_Dataset excerpts:_

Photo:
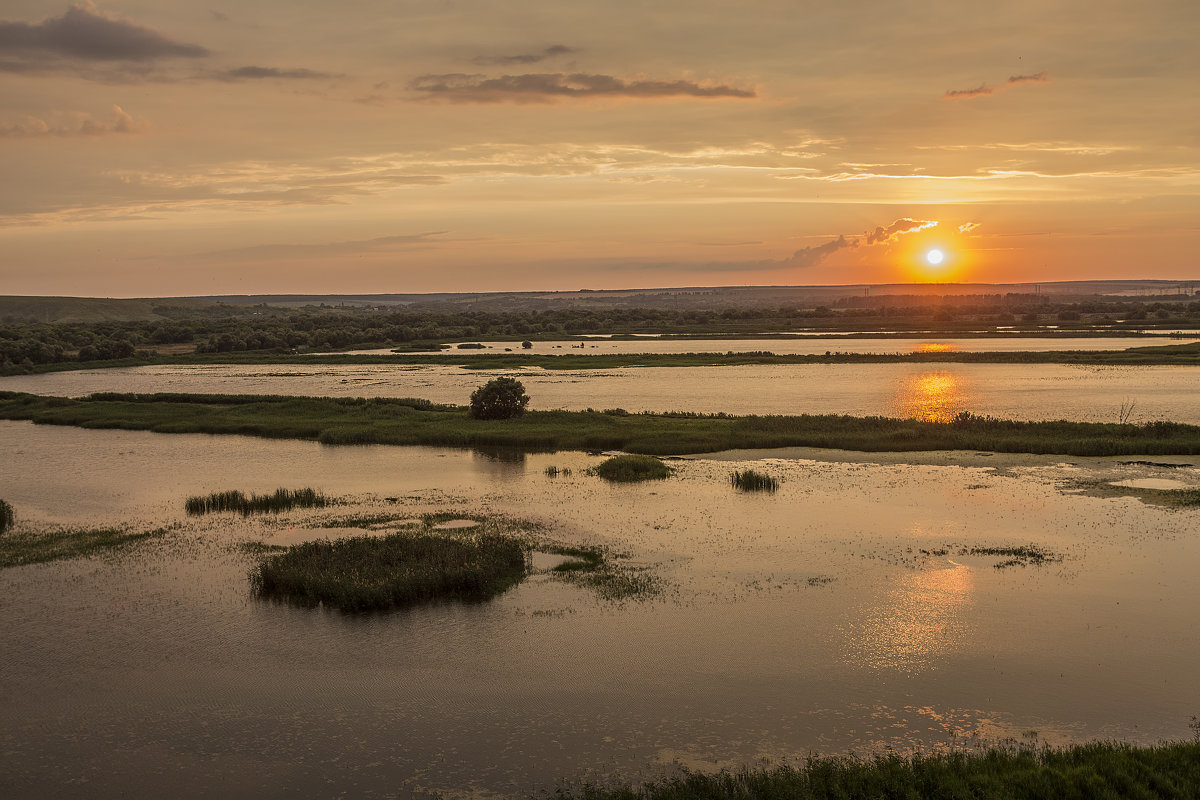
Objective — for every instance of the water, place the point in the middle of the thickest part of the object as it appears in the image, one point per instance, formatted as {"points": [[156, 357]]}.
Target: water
{"points": [[803, 621], [906, 390]]}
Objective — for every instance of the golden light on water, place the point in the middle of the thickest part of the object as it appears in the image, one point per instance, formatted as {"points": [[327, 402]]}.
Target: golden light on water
{"points": [[933, 396]]}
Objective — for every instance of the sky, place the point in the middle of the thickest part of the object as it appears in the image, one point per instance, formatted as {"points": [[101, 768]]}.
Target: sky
{"points": [[157, 148]]}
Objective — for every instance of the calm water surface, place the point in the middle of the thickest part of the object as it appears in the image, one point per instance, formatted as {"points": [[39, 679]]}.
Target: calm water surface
{"points": [[804, 621], [906, 390]]}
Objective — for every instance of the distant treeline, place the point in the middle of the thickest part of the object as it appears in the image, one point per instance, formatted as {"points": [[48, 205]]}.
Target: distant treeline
{"points": [[24, 344]]}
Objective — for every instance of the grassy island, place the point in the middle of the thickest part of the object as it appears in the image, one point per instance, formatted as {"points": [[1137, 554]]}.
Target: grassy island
{"points": [[400, 421]]}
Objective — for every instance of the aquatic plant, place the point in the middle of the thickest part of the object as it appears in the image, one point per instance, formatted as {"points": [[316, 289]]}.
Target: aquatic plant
{"points": [[630, 468], [376, 573], [751, 481], [234, 500], [6, 516]]}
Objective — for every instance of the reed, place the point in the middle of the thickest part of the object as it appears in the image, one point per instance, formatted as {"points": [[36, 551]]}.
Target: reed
{"points": [[751, 481], [234, 500]]}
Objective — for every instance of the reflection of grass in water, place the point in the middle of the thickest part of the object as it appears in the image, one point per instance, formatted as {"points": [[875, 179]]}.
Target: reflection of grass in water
{"points": [[280, 500], [631, 468], [751, 481], [1009, 771], [66, 543]]}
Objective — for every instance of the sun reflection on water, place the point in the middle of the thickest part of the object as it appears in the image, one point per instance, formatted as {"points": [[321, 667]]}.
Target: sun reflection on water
{"points": [[933, 397]]}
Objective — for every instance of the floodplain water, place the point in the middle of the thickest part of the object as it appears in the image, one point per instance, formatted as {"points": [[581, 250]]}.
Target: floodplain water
{"points": [[843, 613], [1017, 391]]}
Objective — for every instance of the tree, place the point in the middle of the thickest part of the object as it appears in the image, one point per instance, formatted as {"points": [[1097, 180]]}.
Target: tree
{"points": [[499, 398]]}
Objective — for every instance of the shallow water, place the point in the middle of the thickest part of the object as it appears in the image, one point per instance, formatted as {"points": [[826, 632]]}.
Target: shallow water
{"points": [[803, 621], [905, 390]]}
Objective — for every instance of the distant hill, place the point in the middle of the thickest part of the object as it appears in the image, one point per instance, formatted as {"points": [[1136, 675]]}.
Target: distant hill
{"points": [[91, 310]]}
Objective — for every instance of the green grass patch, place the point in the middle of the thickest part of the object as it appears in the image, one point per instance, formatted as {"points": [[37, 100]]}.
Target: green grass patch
{"points": [[22, 547], [367, 573], [275, 503], [631, 468], [751, 481], [1091, 771]]}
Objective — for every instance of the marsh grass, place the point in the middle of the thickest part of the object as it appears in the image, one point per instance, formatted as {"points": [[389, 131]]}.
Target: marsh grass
{"points": [[23, 547], [7, 518], [233, 500], [367, 573], [1097, 770], [631, 468], [751, 481]]}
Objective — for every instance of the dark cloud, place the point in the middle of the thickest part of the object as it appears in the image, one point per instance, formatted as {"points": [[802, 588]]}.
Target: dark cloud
{"points": [[549, 86], [1041, 77], [85, 34], [526, 58], [966, 94], [898, 228], [258, 73]]}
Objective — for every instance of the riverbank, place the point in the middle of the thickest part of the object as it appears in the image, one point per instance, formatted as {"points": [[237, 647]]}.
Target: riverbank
{"points": [[408, 421]]}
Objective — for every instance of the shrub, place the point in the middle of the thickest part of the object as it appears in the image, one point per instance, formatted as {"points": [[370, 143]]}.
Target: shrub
{"points": [[501, 398]]}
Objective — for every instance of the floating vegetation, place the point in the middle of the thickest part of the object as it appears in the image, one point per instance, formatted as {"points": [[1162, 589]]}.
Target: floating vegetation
{"points": [[234, 500], [7, 518], [751, 481], [66, 543], [365, 573], [1103, 769], [631, 468]]}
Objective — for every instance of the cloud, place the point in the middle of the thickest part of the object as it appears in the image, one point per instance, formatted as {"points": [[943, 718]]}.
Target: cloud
{"points": [[526, 58], [898, 229], [1041, 77], [817, 253], [258, 73], [79, 125], [85, 34], [541, 88], [966, 94]]}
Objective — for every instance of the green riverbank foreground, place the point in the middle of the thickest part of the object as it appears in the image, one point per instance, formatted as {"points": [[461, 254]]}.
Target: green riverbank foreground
{"points": [[405, 421], [1092, 771]]}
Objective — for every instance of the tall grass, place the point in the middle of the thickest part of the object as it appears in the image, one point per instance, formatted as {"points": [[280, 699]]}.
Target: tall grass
{"points": [[631, 468], [753, 481], [367, 573], [6, 516], [1099, 770], [234, 500]]}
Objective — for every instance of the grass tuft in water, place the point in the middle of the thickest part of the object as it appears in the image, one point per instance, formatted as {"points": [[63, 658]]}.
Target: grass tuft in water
{"points": [[1005, 773], [366, 573], [631, 468], [7, 518], [753, 481], [234, 500]]}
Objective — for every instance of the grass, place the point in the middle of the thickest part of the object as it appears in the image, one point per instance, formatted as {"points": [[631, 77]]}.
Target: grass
{"points": [[234, 500], [1091, 771], [751, 481], [21, 548], [367, 573], [631, 468], [346, 421]]}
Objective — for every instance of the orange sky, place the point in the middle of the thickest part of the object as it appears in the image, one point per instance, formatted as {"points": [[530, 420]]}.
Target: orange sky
{"points": [[174, 148]]}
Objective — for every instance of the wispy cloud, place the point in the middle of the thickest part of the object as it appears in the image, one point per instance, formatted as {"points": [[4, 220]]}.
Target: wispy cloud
{"points": [[551, 52], [85, 34], [897, 229], [75, 125], [541, 88]]}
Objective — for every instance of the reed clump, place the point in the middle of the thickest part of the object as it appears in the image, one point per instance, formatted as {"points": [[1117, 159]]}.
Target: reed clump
{"points": [[367, 573], [234, 500], [751, 481], [631, 468]]}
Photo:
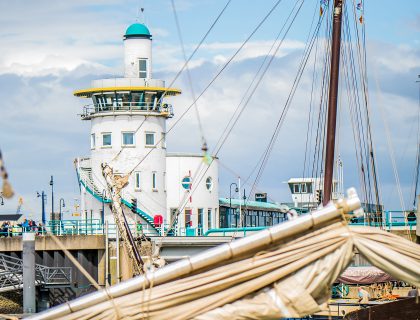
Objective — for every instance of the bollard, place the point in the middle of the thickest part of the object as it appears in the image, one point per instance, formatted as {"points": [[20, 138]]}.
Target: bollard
{"points": [[28, 257]]}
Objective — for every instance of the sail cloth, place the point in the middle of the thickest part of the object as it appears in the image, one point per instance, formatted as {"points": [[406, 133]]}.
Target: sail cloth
{"points": [[292, 279], [364, 275]]}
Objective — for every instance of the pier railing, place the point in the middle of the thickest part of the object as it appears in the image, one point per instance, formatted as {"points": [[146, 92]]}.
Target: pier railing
{"points": [[392, 220]]}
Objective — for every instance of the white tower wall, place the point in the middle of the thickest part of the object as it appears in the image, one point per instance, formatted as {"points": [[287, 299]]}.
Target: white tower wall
{"points": [[183, 165], [135, 49], [151, 200]]}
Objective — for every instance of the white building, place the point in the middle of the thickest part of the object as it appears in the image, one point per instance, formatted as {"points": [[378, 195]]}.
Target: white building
{"points": [[128, 127], [308, 192]]}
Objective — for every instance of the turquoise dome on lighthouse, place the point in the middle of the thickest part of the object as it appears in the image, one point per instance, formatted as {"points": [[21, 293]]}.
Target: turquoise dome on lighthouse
{"points": [[137, 30]]}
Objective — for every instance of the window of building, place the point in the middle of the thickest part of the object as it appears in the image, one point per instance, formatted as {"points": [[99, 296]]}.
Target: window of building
{"points": [[142, 68], [137, 180], [92, 141], [163, 140], [209, 212], [200, 222], [164, 181], [128, 138], [188, 218], [154, 185], [174, 216], [150, 139], [186, 183], [106, 139], [209, 183]]}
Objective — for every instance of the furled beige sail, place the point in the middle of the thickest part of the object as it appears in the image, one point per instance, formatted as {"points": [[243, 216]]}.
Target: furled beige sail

_Exercise task:_ Give back exactly the lines beginning at the one with "Objective — for every instance of the turquoise" and ending at the final line of the material; both boundary lines belong in it.

_Output for this exercise:_
Objective — for every instance of the turquoise dome on lighthouse, place the point in the middle of the thickest part of the object as it appears in the image, one point per instance, formatted as {"points": [[21, 293]]}.
Target: turquoise dome on lighthouse
{"points": [[137, 30]]}
Objective — for every instance of the window of building, place the point in the middle of the thickest part of the object as it appears in the image, one point per instance, formatted as {"points": [[99, 296]]}.
Target: window of building
{"points": [[142, 68], [137, 180], [92, 141], [163, 140], [209, 212], [200, 222], [164, 181], [128, 138], [188, 218], [154, 185], [174, 216], [150, 139], [186, 183], [106, 139], [209, 183]]}
Objective — for every instance of the furled beige sail, place the point in the middle of the thickest part of the object as it appears in the image, one point per instance, formatted as {"points": [[243, 216]]}.
Target: furled beige sail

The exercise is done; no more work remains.